- [Consignes]
**1)** Recopiez fidèlement le passage du texte fourni qui va de « Le tardigrade microscopique » jusqu'à « réalité se situe. » inclus.
**2)** Pour chaque affirmation, indiquez par oui ou par non si elle concorde avec le texte fourni, et citez mot pour mot les termes qui le prouvent : (a) la Vie s'accroche à la Terre depuis 3,5 milliards d'années ; (b) le tardigrade ne survit pas dans le vide spatial ; (c) l'orgueilleux n'a pas besoin des autres.

- [Texte fourni]

Ah, l’éprouvante complexité de la
nature humaine !
Chaque individu de notre brave
espèce est, à lui tout seul, un problème mathématiques, une interminable série
d’équations non résolues ou une sorte de rubikcube.
Rien d’étonnant à ce que la vie
en société humaine finisse par rendre l’individu en quête de réponses claires
asocial.
L’Homme n’est pas un loup pour
l’Homme. Le loup ne mérite point que l’on dise cela.
Une vie, c’est si évanescent,
mais en même temps si solide.
LA Vie s’accroche à la planète
Terre, à ses eaux et à ses rocs, à son air même depuis 3, 5 milliards d’années.
Elle prolifère, ingénieuse,
apparemment indéracinable (en dépit de multiples extinctions d’espèces massives
et cataclysmiques).
Le tardigrade microscopique réussit à survivre dans tous les milieux
possibles et imaginables (y compris le vide spatial), et l’Homme étend les
tentacules insatiables du Vivant jusque dans l’espace et sur la lune, voir sur
d’autres planètes du Système solaire (par le truchement de ses robots).
Et pourtant, chaque organisme
vivant, chaque individu vivant s’efface du jour au lendemain. Cela vaut autant
pour le plus sophistiqué que pour le plus élémentaire. Un jour là. Le
lendemain, plus là. Comme une flaque qui sèche au soleil.
Peut-on considérer la Vie comme
le triomphe du fragile ?
C’est toujours par rapport à une
(ou à plusieurs) autre(s) qu’une réalité se situe.
L’orgueilleux (comme tout être
humain) a un impérieux besoin des autres. Mais, en raison de ses
caractéristiques caractérielles, il répugne viscéralement à l’admettre. Aussi
recherche-t-il volontiers la compagnie d’êtres vulnérables et dépendants,
auxquels il s’évertue à devenir « indispensable ». Il en a besoin. Il
est dépendant à la dépendance (excessive) des autres, en somme.
Nous pestons fréquemment contre
le mensonge et l’hypocrisie.
Mais, sans le mensonge et
l’hypocrisie, pas de société humaine !
Aux bobos, je réponds :
quand les inégalités et les fossés de niveau de vie sont tellement criants dans
un système, on ne peut longtemps y vivre sereinement, en s’efforçant de les
dissimuler. Ou, à tout le moins, de les minimiser. Et, a fortiori, aucune
société de Bisounours n’est possible.
Le capitalisme, même à la sauce
« hippie », reste le capitalisme.
Le bobo a ses bobonnes œuvres.
En l’autre, nous ne voulons
jamais connaitre que ce qui NOUS intéresse.
DE L’HUMANISME.

- [Données fournies]
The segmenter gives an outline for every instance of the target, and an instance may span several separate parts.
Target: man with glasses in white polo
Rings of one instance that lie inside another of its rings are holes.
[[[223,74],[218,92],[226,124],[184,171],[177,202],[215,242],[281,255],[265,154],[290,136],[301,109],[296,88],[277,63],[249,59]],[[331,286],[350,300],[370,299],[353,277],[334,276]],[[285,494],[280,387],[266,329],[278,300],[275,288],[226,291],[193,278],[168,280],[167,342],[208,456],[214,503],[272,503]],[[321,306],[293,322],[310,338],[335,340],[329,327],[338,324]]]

- [Réponses par consigne]
**1)**
Le tardigrade microscopique réussit à survivre dans tous les milieux
possibles et imaginables (y compris le vide spatial), et l’Homme étend les
tentacules insatiables du Vivant jusque dans l’espace et sur la lune, voir sur
d’autres planètes du Système solaire (par le truchement de ses robots).
Et pourtant, chaque organisme
vivant, chaque individu vivant s’efface du jour au lendemain. Cela vaut autant
pour le plus sophistiqué que pour le plus élémentaire. Un jour là. Le
lendemain, plus là. Comme une flaque qui sèche au soleil.
Peut-on considérer la Vie comme
le triomphe du fragile ?
C’est toujours par rapport à une
(ou à plusieurs) autre(s) qu’une réalité se situe.

**2)**
(a) Oui : « LA Vie s’accroche à la planète Terre, à ses eaux et à ses rocs, à son air même depuis 3, 5 milliards d’années. »
(b) Non : « Le tardigrade microscopique réussit à survivre dans tous les milieux possibles et imaginables (y compris le vide spatial) »
(c) Non : « L’orgueilleux (comme tout être humain) a un impérieux besoin des autres. »